▸ Items from a data source
#####

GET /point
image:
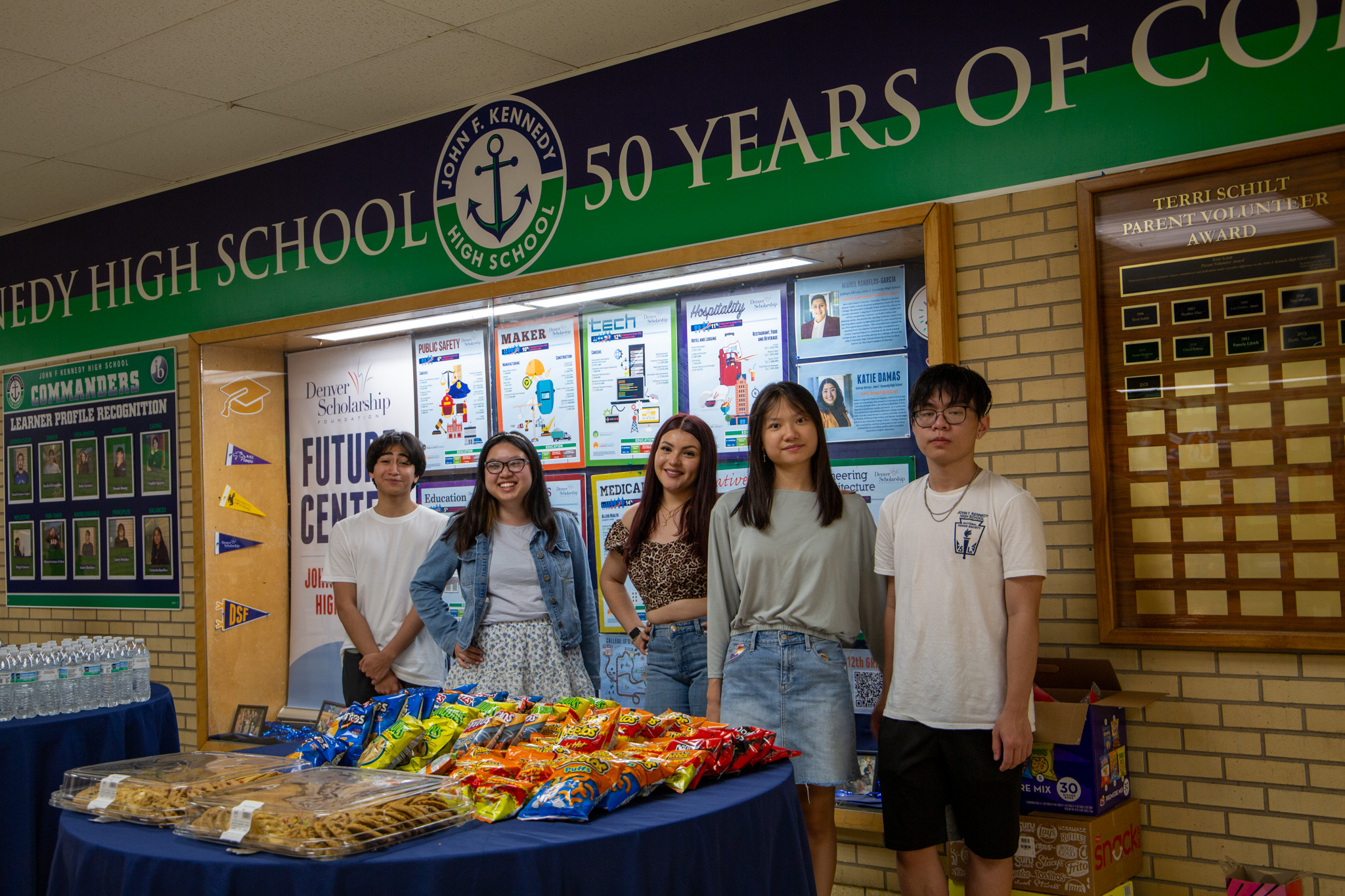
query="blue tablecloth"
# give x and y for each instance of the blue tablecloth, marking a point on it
(735, 836)
(37, 753)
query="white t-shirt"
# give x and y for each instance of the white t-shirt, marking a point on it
(381, 555)
(951, 624)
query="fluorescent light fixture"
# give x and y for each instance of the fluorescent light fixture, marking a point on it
(422, 323)
(670, 282)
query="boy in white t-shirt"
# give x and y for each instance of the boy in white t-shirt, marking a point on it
(965, 553)
(372, 558)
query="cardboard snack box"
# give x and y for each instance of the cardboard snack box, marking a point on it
(1079, 758)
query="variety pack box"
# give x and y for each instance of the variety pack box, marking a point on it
(1070, 855)
(1078, 762)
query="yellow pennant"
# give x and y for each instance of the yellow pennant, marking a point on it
(232, 499)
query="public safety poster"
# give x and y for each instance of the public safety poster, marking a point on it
(735, 349)
(537, 372)
(852, 313)
(631, 379)
(91, 484)
(340, 400)
(612, 495)
(861, 398)
(452, 402)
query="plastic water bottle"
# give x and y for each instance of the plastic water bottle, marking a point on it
(141, 671)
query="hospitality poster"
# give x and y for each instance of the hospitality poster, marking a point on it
(735, 349)
(852, 313)
(630, 379)
(452, 405)
(537, 372)
(340, 400)
(91, 484)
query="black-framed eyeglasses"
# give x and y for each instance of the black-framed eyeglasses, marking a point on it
(953, 416)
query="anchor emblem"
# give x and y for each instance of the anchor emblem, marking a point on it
(498, 227)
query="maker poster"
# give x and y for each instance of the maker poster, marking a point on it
(341, 399)
(735, 347)
(91, 484)
(537, 372)
(631, 377)
(452, 402)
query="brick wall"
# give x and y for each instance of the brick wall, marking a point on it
(1246, 758)
(171, 636)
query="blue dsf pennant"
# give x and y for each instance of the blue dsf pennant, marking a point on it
(227, 543)
(236, 456)
(236, 614)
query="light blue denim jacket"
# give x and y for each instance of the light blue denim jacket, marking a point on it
(562, 572)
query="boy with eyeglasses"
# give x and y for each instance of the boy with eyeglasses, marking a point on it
(372, 558)
(966, 555)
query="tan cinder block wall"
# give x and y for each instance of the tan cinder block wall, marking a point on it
(1246, 758)
(171, 636)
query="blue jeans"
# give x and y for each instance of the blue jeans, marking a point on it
(674, 670)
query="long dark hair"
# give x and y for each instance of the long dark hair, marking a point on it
(759, 496)
(482, 511)
(837, 409)
(694, 516)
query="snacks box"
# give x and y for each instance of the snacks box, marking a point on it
(155, 790)
(1078, 762)
(326, 813)
(1070, 855)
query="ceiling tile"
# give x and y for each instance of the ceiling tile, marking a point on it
(19, 68)
(201, 144)
(250, 46)
(583, 33)
(427, 77)
(53, 187)
(74, 30)
(72, 109)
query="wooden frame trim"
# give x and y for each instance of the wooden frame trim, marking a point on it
(1098, 448)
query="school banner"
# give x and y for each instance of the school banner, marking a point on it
(919, 102)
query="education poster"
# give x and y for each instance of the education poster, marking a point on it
(452, 405)
(735, 347)
(850, 313)
(630, 379)
(861, 398)
(537, 373)
(64, 521)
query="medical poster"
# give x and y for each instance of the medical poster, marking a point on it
(735, 349)
(862, 398)
(613, 494)
(451, 398)
(537, 372)
(861, 310)
(631, 377)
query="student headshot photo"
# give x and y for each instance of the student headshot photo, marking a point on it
(821, 326)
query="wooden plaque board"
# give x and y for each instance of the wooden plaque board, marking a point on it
(1214, 297)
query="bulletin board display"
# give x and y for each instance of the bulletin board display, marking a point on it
(1215, 349)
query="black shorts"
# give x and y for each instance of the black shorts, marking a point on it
(923, 771)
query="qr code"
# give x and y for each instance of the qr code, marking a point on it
(866, 687)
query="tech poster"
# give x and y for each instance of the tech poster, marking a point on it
(451, 398)
(340, 400)
(862, 398)
(852, 313)
(537, 372)
(92, 511)
(631, 378)
(735, 347)
(612, 495)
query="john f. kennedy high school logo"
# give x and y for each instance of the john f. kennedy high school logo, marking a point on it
(499, 188)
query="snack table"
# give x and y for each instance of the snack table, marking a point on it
(741, 834)
(37, 754)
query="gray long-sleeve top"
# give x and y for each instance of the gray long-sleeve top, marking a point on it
(794, 576)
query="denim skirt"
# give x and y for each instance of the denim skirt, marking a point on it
(797, 685)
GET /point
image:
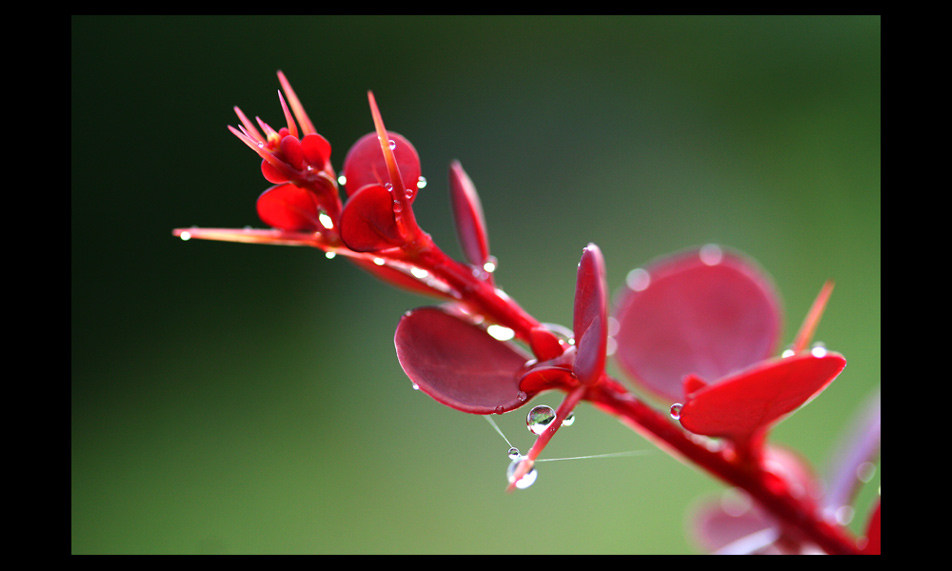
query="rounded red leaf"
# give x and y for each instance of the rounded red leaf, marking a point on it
(458, 363)
(290, 208)
(365, 163)
(751, 400)
(708, 312)
(468, 215)
(367, 223)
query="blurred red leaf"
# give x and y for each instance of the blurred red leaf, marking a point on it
(289, 207)
(365, 163)
(739, 406)
(708, 312)
(590, 319)
(458, 363)
(367, 223)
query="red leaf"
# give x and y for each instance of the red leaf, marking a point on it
(707, 312)
(367, 223)
(316, 149)
(743, 404)
(365, 163)
(289, 207)
(458, 363)
(468, 214)
(590, 319)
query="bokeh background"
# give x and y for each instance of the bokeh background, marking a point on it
(235, 398)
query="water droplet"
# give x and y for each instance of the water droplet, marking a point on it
(675, 410)
(638, 279)
(527, 480)
(711, 254)
(865, 472)
(539, 418)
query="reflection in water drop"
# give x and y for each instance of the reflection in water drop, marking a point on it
(526, 480)
(539, 418)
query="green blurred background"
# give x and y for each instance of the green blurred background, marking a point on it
(247, 399)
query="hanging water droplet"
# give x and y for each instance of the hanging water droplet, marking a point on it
(711, 254)
(638, 279)
(539, 418)
(675, 410)
(527, 480)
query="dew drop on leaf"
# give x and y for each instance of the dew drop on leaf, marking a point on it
(676, 410)
(539, 418)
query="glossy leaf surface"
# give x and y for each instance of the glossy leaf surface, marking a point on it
(590, 318)
(458, 363)
(707, 312)
(365, 163)
(468, 215)
(289, 207)
(367, 223)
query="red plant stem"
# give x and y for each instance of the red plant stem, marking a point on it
(794, 513)
(739, 470)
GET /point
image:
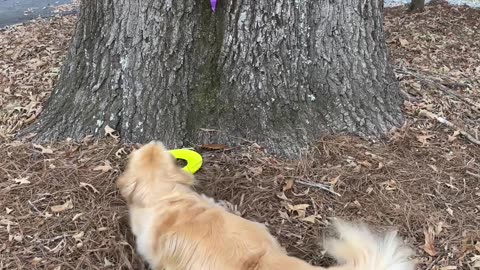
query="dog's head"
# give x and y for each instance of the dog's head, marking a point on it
(151, 170)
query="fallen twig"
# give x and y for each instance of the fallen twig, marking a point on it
(444, 121)
(473, 174)
(432, 80)
(318, 185)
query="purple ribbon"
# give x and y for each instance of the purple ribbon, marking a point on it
(213, 4)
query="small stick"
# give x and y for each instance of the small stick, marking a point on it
(449, 124)
(318, 185)
(473, 174)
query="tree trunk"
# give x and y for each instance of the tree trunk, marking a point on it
(277, 72)
(417, 6)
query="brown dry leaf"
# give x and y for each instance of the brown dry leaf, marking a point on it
(120, 152)
(334, 181)
(429, 246)
(288, 185)
(380, 165)
(449, 210)
(104, 168)
(297, 207)
(365, 163)
(424, 139)
(453, 137)
(45, 150)
(62, 207)
(434, 168)
(403, 42)
(77, 216)
(310, 219)
(284, 215)
(477, 247)
(282, 196)
(87, 185)
(256, 170)
(213, 146)
(389, 185)
(109, 132)
(78, 236)
(22, 181)
(107, 263)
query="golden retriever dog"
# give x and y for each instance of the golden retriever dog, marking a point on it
(178, 229)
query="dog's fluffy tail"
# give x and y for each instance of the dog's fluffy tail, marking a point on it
(358, 248)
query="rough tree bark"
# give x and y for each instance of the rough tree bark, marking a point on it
(417, 6)
(276, 72)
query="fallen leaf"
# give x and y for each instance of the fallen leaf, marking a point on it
(297, 207)
(334, 181)
(454, 136)
(449, 210)
(109, 132)
(365, 163)
(78, 236)
(87, 185)
(310, 219)
(45, 150)
(62, 207)
(22, 181)
(429, 246)
(18, 237)
(424, 139)
(104, 168)
(36, 261)
(213, 146)
(77, 216)
(288, 185)
(120, 152)
(380, 165)
(284, 215)
(403, 42)
(107, 263)
(434, 168)
(256, 170)
(282, 196)
(300, 209)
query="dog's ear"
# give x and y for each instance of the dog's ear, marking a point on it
(178, 175)
(127, 183)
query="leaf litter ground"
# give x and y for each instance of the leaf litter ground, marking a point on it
(60, 208)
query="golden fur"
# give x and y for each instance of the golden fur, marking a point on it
(179, 229)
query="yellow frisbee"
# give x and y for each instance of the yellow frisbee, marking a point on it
(194, 160)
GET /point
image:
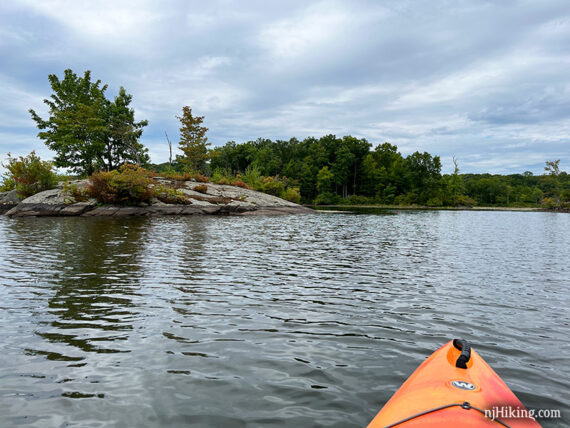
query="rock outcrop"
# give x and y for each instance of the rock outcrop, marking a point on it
(8, 200)
(215, 199)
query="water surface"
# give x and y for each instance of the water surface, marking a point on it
(310, 320)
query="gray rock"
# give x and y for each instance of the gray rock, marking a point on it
(218, 199)
(10, 197)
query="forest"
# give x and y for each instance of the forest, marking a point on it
(348, 170)
(91, 133)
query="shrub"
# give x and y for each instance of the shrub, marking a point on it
(168, 195)
(434, 202)
(29, 175)
(291, 195)
(80, 194)
(327, 198)
(222, 180)
(463, 200)
(239, 183)
(548, 203)
(222, 175)
(178, 176)
(7, 184)
(202, 188)
(358, 200)
(273, 186)
(130, 185)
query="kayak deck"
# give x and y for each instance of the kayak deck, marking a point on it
(439, 393)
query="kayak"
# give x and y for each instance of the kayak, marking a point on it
(454, 387)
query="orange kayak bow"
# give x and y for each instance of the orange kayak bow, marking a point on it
(454, 387)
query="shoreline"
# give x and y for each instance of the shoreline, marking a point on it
(340, 208)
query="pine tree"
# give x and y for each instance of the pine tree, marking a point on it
(193, 142)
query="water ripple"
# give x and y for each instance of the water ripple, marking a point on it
(290, 321)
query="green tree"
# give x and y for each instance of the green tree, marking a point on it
(324, 180)
(553, 167)
(193, 142)
(30, 174)
(87, 131)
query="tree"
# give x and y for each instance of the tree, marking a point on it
(87, 131)
(193, 141)
(553, 167)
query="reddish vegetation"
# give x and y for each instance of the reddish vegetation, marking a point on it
(201, 178)
(239, 183)
(202, 188)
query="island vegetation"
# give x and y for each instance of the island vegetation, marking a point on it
(93, 136)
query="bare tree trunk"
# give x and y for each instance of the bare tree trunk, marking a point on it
(170, 148)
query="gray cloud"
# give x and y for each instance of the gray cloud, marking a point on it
(482, 80)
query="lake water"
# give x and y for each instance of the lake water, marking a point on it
(294, 321)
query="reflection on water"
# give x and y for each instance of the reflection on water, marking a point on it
(291, 321)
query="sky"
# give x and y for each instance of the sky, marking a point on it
(487, 82)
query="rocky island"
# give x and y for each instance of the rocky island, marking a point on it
(201, 199)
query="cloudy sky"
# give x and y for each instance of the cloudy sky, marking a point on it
(485, 81)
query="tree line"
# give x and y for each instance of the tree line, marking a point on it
(90, 133)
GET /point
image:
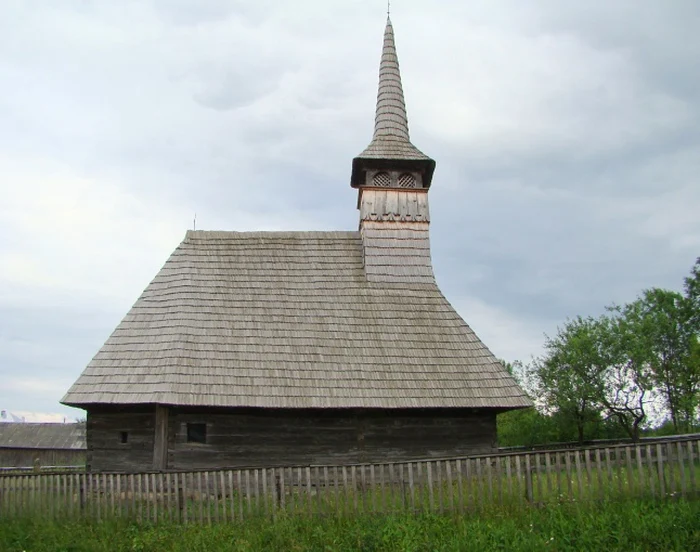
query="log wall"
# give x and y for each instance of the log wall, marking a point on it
(284, 437)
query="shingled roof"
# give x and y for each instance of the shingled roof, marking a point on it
(290, 320)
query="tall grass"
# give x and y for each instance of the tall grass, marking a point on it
(627, 525)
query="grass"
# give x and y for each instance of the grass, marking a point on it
(628, 525)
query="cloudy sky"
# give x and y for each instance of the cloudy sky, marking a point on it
(566, 134)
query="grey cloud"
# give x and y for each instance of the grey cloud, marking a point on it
(566, 136)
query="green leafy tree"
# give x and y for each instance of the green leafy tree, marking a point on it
(662, 323)
(567, 377)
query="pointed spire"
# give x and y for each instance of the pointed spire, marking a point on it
(391, 121)
(391, 142)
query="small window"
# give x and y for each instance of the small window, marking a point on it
(196, 433)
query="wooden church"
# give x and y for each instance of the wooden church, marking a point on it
(298, 348)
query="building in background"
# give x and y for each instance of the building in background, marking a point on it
(29, 444)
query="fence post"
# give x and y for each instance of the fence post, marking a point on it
(81, 481)
(528, 480)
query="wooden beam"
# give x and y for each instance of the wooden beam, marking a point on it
(160, 441)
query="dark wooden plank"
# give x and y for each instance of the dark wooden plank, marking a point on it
(248, 491)
(660, 470)
(519, 475)
(629, 464)
(160, 438)
(392, 488)
(691, 465)
(529, 493)
(589, 470)
(346, 490)
(650, 469)
(231, 494)
(599, 473)
(579, 474)
(681, 465)
(239, 486)
(183, 497)
(309, 496)
(538, 477)
(450, 486)
(608, 466)
(263, 480)
(640, 469)
(336, 489)
(439, 485)
(431, 489)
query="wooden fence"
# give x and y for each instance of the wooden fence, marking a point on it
(660, 470)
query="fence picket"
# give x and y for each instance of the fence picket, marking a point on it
(691, 464)
(650, 470)
(538, 475)
(410, 486)
(239, 487)
(660, 470)
(460, 496)
(681, 463)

#####

Please pick out every line of the material above that contains the word "light", and copy each one. Case counts.

▸ Exercise output
query="fluorescent light fixture"
# give x and y for each instance of the fluorescent light fixture, marking a point on it
query="light blue denim jacket"
# give x and y for each instance of the light blue denim jacket, marking a point on it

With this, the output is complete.